Stored data:
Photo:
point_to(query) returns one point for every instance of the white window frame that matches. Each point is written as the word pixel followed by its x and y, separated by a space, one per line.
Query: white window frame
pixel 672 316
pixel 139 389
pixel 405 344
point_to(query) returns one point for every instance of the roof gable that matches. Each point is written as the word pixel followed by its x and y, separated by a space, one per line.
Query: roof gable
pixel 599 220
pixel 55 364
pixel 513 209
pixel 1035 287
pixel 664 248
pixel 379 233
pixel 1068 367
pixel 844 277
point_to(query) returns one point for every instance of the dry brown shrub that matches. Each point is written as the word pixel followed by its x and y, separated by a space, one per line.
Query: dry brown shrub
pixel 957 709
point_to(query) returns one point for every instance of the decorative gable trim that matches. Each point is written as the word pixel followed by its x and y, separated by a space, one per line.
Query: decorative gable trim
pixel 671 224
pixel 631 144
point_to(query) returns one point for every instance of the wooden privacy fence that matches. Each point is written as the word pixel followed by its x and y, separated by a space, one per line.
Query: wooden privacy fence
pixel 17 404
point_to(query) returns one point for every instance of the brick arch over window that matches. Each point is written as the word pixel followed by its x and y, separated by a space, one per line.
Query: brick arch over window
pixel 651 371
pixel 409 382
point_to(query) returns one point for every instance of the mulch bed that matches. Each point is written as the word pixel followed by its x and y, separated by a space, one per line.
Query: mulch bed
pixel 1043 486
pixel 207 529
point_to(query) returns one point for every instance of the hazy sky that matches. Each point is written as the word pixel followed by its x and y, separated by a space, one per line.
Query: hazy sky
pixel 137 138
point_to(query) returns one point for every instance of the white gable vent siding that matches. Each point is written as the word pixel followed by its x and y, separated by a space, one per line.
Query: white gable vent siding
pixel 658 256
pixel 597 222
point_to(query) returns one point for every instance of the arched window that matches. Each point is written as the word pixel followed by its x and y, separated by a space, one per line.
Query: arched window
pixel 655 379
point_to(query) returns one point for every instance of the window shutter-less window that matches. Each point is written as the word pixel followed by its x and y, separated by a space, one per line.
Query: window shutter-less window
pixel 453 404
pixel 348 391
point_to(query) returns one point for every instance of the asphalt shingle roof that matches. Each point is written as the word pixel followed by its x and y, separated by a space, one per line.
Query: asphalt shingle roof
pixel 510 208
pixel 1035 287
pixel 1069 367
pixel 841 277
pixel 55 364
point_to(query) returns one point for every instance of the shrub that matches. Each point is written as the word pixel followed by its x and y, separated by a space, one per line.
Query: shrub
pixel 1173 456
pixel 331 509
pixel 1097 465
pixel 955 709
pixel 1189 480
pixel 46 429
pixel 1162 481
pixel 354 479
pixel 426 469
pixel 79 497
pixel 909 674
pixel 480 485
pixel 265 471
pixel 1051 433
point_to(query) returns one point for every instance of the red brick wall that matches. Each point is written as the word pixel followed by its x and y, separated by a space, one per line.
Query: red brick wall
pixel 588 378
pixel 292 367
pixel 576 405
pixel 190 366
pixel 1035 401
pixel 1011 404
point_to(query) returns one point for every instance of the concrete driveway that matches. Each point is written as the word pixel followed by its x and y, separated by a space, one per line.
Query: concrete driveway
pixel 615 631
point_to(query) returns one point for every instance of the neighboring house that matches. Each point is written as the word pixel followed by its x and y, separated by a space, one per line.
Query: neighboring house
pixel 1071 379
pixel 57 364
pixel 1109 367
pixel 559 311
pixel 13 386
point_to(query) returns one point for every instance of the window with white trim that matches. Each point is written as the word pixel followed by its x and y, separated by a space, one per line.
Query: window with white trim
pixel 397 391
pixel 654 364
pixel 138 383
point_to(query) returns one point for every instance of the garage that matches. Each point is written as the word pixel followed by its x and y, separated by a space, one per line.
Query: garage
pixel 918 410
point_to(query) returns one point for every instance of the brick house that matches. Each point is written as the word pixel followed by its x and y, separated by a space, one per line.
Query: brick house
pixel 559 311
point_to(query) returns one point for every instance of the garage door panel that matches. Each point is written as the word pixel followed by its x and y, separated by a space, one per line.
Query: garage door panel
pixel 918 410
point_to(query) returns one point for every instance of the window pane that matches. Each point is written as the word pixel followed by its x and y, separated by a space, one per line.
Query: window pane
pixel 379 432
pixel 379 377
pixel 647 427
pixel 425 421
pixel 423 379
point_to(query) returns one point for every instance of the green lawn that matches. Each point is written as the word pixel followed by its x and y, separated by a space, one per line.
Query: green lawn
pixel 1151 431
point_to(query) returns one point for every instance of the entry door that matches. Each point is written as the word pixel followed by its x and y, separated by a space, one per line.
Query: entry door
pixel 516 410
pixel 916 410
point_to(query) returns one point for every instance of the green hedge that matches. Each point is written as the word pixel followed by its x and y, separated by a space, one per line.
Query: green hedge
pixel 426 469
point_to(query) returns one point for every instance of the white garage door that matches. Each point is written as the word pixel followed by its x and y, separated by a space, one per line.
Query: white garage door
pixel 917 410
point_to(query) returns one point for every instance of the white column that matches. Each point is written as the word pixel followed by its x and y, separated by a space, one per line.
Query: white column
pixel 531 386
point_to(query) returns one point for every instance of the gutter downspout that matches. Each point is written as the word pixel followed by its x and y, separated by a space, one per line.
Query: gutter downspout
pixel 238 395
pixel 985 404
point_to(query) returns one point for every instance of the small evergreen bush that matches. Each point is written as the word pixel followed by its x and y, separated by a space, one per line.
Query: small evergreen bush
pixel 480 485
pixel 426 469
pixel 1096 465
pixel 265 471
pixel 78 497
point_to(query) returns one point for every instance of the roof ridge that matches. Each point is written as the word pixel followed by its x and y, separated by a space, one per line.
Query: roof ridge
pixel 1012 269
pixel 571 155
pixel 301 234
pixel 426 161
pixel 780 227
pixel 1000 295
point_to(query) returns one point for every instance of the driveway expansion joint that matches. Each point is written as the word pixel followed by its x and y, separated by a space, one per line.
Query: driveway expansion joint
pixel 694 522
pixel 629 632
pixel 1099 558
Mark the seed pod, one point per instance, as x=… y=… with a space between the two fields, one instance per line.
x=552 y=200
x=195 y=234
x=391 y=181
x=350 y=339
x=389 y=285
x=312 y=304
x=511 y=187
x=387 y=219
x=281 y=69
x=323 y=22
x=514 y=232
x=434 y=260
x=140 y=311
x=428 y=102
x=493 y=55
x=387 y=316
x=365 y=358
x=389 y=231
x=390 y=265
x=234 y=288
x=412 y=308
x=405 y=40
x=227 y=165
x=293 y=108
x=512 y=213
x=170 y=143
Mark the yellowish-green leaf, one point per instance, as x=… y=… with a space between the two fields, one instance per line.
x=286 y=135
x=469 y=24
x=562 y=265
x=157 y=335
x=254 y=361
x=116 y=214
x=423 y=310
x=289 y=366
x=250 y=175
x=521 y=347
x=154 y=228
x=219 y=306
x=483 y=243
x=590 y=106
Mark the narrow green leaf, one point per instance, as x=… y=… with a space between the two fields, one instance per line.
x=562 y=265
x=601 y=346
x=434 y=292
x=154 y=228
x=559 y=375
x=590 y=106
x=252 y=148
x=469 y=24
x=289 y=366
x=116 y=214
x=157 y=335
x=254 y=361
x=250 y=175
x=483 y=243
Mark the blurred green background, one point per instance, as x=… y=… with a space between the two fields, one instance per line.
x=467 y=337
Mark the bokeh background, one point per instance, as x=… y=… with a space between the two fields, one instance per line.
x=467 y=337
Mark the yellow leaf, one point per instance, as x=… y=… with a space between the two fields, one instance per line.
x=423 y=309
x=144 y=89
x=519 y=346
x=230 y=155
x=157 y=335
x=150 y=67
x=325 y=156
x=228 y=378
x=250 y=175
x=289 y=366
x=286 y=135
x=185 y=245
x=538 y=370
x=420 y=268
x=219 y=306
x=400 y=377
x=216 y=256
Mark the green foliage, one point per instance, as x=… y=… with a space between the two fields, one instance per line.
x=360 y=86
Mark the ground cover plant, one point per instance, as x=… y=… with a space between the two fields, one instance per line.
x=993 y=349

▶ BRIEF: Above are the entries. Copy exactly the part that opens with the line containing "Query: gutter downspout" and closes with the line containing "the roof ridge", and no more.

▶ WRITTEN REPLY:
Query: gutter downspout
pixel 238 395
pixel 985 404
point_to(query) returns one point for every instance of the small evergreen bush that matches. Each point is written as the word pixel followed by its x and y, separated by a space, one per line.
Query: small evergreen bush
pixel 480 485
pixel 426 469
pixel 1096 465
pixel 265 471
pixel 78 497
point_to(query) returns one point for every instance of the roof ridge that matches. Each point is written as the word pixel followed by its x and y, separated by a space, one per line.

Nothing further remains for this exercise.